Records provided below:

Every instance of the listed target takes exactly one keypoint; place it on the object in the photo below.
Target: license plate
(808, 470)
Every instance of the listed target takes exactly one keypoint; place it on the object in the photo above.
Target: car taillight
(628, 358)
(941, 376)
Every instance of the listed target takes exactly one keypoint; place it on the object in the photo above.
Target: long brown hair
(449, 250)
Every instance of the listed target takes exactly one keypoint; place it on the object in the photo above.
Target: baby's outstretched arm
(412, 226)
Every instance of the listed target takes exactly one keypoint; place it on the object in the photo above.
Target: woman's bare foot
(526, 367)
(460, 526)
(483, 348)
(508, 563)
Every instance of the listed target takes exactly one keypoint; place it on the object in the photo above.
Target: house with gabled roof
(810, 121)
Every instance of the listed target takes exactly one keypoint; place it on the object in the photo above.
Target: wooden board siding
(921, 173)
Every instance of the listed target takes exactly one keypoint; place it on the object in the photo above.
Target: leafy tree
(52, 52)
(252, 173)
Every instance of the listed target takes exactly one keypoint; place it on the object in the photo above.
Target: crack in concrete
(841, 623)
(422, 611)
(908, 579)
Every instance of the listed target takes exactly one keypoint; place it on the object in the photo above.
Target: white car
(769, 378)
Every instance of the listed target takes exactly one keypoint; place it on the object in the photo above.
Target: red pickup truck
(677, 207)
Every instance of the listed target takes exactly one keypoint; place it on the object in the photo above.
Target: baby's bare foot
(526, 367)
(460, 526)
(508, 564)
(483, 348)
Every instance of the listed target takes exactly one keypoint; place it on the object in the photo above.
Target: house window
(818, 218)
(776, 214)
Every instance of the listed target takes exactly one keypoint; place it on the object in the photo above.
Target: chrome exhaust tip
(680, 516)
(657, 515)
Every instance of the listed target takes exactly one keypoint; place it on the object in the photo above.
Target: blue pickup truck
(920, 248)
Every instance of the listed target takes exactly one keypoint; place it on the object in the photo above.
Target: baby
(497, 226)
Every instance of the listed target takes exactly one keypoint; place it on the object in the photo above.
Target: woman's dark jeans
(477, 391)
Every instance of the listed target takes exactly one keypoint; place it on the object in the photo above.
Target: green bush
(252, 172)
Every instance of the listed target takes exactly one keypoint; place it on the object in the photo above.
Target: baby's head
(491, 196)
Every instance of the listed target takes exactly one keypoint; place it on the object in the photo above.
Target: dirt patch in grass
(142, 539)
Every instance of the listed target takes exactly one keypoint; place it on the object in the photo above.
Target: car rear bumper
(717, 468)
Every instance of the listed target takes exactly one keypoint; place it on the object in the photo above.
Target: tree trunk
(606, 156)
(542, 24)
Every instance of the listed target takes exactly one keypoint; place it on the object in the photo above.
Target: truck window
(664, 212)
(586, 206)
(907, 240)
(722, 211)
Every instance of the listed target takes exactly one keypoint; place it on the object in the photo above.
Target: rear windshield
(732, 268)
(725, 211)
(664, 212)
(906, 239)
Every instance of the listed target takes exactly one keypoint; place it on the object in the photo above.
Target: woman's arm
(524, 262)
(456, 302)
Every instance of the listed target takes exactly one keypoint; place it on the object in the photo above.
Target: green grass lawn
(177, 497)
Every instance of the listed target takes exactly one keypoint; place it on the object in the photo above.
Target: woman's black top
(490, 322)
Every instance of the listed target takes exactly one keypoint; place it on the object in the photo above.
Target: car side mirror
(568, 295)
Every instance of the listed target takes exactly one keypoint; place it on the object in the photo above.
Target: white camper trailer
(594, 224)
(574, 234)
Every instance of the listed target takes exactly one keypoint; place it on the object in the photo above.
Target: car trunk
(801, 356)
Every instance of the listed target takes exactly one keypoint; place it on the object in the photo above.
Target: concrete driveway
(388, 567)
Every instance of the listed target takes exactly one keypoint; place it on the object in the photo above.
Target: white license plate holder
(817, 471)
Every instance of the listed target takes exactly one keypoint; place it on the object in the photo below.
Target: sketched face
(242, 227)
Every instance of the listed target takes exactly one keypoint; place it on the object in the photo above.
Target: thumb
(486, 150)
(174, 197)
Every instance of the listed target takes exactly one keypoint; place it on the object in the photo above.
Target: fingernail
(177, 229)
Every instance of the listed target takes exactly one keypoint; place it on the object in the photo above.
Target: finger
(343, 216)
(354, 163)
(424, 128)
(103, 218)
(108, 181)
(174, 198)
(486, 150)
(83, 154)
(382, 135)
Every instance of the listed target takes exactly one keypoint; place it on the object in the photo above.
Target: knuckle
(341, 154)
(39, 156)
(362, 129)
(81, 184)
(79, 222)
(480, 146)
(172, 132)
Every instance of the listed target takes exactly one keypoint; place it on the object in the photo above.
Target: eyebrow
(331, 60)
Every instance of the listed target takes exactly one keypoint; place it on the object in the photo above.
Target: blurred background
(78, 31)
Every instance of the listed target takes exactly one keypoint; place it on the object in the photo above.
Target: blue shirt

End of Records provided.

Your instructions »
The answer must be the line containing "Target: sketched face" and every line after it through the last line of the records above, repeated exactly.

Written answer »
Target: sketched face
(242, 227)
Every instance of the listed target takes exactly one keypoint; place it on the object in the photo above.
Target: thumb
(486, 150)
(174, 197)
Every instance of the listed target takes exactly one keypoint; place it on the object in the photo above.
Target: fingernail
(177, 229)
Every instance of the listed target takes exactly one keypoint; place it on the object in the photo above.
Target: finger
(343, 216)
(354, 163)
(424, 128)
(103, 218)
(108, 181)
(174, 198)
(486, 150)
(83, 154)
(382, 135)
Every instance of the listed target takes exactly one keypoint; place it on the object in the photo above.
Target: knuckle
(341, 154)
(39, 156)
(362, 129)
(81, 184)
(79, 222)
(480, 146)
(172, 132)
Every instance of the listed target takes exactly one keypoint; place it on the object in the photo above.
Target: eyebrow
(331, 60)
Every instance of the listed target takes exactly one keypoint; place it on the object in the photo above.
Target: blurred background
(78, 31)
Every instance of the listed target takes exactly one keypoint; place it on the object in the photo above.
Target: blue shirt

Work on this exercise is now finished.